### Collected data entries:

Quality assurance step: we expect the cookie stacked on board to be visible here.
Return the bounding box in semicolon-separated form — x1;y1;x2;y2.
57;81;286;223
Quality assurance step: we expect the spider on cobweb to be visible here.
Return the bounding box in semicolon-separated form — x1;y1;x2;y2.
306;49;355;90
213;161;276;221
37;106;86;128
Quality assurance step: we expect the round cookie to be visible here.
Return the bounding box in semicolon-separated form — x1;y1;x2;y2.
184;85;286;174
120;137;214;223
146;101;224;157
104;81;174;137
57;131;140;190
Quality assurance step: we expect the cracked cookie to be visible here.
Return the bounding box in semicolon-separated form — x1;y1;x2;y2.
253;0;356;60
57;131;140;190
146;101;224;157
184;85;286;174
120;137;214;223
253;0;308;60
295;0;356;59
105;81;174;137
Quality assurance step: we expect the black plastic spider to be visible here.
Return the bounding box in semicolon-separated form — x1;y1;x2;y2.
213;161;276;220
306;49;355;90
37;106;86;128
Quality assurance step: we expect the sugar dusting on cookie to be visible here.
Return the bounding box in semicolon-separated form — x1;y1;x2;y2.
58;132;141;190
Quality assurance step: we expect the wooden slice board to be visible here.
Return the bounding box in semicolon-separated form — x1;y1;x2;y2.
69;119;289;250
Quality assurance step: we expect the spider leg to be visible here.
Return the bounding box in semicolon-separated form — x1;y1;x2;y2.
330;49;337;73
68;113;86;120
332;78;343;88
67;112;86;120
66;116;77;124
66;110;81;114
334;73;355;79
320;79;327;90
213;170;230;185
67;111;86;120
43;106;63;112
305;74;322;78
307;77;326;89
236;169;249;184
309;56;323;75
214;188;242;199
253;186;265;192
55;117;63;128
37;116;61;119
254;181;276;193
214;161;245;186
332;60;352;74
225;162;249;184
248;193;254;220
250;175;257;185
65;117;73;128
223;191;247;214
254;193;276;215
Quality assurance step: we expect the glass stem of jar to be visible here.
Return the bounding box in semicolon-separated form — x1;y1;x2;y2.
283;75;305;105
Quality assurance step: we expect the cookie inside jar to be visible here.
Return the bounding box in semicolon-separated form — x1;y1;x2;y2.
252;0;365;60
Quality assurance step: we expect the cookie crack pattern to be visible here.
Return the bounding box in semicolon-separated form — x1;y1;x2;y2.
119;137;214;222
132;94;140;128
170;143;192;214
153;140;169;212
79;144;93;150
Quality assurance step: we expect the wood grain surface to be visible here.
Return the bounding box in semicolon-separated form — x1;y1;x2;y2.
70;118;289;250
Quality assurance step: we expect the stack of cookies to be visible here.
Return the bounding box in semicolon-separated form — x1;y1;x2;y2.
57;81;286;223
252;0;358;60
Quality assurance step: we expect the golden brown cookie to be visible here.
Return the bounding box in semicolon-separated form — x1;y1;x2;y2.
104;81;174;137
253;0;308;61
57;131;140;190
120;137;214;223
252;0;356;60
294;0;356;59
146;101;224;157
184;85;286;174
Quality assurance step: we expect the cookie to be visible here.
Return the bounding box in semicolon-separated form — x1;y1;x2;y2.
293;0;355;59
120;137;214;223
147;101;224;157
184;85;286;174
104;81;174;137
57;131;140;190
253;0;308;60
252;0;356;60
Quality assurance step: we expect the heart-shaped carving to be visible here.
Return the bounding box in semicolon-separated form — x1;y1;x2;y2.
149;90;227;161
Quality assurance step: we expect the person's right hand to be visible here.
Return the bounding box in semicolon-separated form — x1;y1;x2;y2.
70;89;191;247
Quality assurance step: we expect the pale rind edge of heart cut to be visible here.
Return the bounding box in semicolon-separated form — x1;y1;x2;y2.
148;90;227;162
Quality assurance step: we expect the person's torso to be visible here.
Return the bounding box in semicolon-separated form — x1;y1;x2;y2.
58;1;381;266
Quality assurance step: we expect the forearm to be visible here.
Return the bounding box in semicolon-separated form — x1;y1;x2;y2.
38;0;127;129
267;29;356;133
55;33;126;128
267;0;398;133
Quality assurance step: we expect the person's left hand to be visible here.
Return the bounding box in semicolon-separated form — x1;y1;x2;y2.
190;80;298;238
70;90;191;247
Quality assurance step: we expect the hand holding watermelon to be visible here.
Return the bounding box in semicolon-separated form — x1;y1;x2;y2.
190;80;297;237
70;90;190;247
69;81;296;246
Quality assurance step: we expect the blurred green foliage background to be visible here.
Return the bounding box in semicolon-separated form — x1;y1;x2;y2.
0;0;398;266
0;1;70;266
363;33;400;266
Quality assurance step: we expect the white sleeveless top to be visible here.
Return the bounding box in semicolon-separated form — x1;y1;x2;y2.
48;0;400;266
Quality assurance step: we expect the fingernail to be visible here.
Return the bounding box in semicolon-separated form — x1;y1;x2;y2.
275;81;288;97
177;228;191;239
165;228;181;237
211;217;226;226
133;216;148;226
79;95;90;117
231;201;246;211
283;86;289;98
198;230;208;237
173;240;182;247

### What the task requires:
Give back, verbatim, the lines from the top of the entries above through the line containing "Quality assurance step: we expect the cracked".

### Result for this task:
Quality assurance step: we expect the cookie stacked on board to be visible here.
Return the bounding box in semicolon-separated form — x1;y1;x2;y2.
57;81;286;223
Quality assurance step: we expect the spider on cobweb to be visible here.
Return the bounding box in semicolon-separated form — x1;y1;x2;y2.
306;49;355;90
213;161;276;221
37;106;86;128
Quality assurance step: we expect the round cookie to be visible here.
Return the bounding box in semicolon-separated form — x1;y1;x2;y2.
184;85;286;174
120;137;214;223
146;101;224;157
104;81;174;137
57;131;140;190
Quality assurance step: we expect the cracked cookie to be visible here.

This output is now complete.